> _Activity_: Each entry below should be reproduced character for character.

> _Data provided_:
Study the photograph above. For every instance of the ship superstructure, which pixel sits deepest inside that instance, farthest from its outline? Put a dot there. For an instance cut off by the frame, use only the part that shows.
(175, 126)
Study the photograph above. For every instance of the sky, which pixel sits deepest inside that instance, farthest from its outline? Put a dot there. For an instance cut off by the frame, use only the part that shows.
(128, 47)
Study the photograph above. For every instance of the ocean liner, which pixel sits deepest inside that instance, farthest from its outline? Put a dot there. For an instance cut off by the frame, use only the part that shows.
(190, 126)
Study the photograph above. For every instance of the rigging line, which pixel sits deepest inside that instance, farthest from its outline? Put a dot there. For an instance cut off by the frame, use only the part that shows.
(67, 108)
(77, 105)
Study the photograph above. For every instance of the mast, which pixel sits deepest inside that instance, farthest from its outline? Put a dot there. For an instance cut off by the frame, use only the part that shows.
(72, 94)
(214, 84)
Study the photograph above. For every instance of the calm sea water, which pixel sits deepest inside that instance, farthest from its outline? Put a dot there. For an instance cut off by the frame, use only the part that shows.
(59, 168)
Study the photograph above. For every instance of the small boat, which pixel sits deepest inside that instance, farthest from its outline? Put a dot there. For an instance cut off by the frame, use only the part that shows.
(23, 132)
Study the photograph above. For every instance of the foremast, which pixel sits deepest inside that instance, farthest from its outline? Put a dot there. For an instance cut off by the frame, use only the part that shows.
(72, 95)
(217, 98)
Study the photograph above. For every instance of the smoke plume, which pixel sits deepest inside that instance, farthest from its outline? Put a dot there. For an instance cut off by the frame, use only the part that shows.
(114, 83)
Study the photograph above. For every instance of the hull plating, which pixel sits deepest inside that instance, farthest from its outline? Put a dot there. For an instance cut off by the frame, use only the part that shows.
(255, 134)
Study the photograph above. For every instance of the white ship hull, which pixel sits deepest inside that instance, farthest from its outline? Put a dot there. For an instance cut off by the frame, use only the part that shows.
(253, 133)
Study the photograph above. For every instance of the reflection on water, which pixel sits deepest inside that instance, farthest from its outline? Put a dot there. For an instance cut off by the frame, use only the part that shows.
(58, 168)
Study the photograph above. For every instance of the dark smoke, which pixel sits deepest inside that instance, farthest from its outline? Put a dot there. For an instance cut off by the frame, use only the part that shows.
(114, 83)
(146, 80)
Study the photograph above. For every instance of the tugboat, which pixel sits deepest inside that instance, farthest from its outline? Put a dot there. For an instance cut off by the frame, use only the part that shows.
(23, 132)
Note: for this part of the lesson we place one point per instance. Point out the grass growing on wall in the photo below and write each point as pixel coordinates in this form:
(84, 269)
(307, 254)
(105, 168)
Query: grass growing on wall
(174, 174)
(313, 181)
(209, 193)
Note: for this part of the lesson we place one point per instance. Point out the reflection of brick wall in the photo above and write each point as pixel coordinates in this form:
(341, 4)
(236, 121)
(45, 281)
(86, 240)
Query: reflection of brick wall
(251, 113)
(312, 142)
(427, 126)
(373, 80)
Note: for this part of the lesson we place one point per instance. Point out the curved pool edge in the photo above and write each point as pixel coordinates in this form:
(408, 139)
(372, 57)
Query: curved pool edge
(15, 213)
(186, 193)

> _Task solution_:
Study the photograph above. For every instance of the ship superstructure, which pixel sits deepest inside that instance, farthest from its outline? Put a dot there. For an instance cut off by the frame, use only the part that shows.
(175, 126)
Study the photograph above. For every instance of the sky, which pixel sits deepest inside that instance, farthest from its outline? Put a dot there. For an instance cut off by the frame, use only the part that shows.
(128, 47)
Study the photograph above. For every instance of the ocean liner, which pixel sits deepest inside that instance, farthest from its outline? Put a dot there. For an instance cut off by the frame, use only the part that shows.
(190, 126)
Study the photograph above. For every instance of the rigging line, which pixel sits deepest inside that instance, farthest from its outline? Put a dot there. For an instance cut off by the frame, use only the part that shows.
(67, 108)
(77, 105)
Study the photograph above. For every instance of the mast, which pixel sits deepest inside that instance, farthest from its outline? Put a dot there. For an instance cut off by the frame, use only the part that shows.
(72, 94)
(214, 84)
Study the photograph above. For every instance of the calm sea water, which pixel sits deepest inside that instance, farthest from its outline? Put a dot there. For an instance cut off by the frame, use only the part that shows.
(59, 168)
Study the photograph above. For every instance of the small boat, which pixel sits deepest inside that instance, farthest from its outline? Put a dot there. For an instance cut off by the frame, use only the part that shows.
(23, 132)
Study the photograph above. For every instance of the foremast, which pixel sits deepest inside that instance, farthest from its outline? Put a dot there. For an instance cut off by the frame, use only the part that shows.
(72, 95)
(217, 98)
Study the photograph above. For every instance of the smoke plume, which pixel sits deepest inside that instance, farthest from its outline? Put a dot there. For an instance cut off by the frame, use only the part that shows.
(114, 83)
Study the photograph above. For every instance of the hull plating, which pixel sits deepest inside that instance, farthest from its outline? Put a dot there. For an instance cut off by the frame, use only the part that shows.
(255, 134)
Study the photograph above. For every instance of the white ship hull, which pixel sits deepest inside that instance, farthest from its outline? Put a dot there. For an instance cut off by the frame, use only the part that shows.
(253, 133)
Study the photograph above. For every instance of the reflection on water, which pixel sits deepest inside that instance, farthest from its outline? Put a dot there. For an instance cut off by the frame, use only the part that shows.
(58, 168)
Study the photograph above. For every instance of the dark smoke, which pixel sits deepest inside that instance, farthest from its outline? Put a dot there. For an instance cut off by the frame, use only the part that shows.
(114, 83)
(146, 80)
Study the photograph above. For every instance of the tugboat, which pixel sits deepest inside that instance, farthest from its outline? Put a dot there. For an instance cut off by the frame, use only the part that shows.
(23, 132)
Note: for this part of the lesson we place one point per instance. Point out the grass growing on wall in the photo below and write each point as pixel coordinates in this form:
(84, 269)
(307, 254)
(105, 168)
Query: grass growing on wall
(174, 174)
(313, 181)
(209, 193)
Note: for this part of the lesson we place one point per instance. Point out the reflection of brick wall in the photo above and write each point as pixel coordinates in this form:
(341, 4)
(236, 121)
(45, 281)
(86, 240)
Query: reflection of brick wall
(251, 113)
(312, 142)
(427, 126)
(373, 80)
Note: for this part of the lesson we place one point per instance. Point out the curved pool edge in the photo above and write each point as pixel coordinates in this form:
(408, 139)
(372, 57)
Query: curved pool edge
(15, 213)
(186, 193)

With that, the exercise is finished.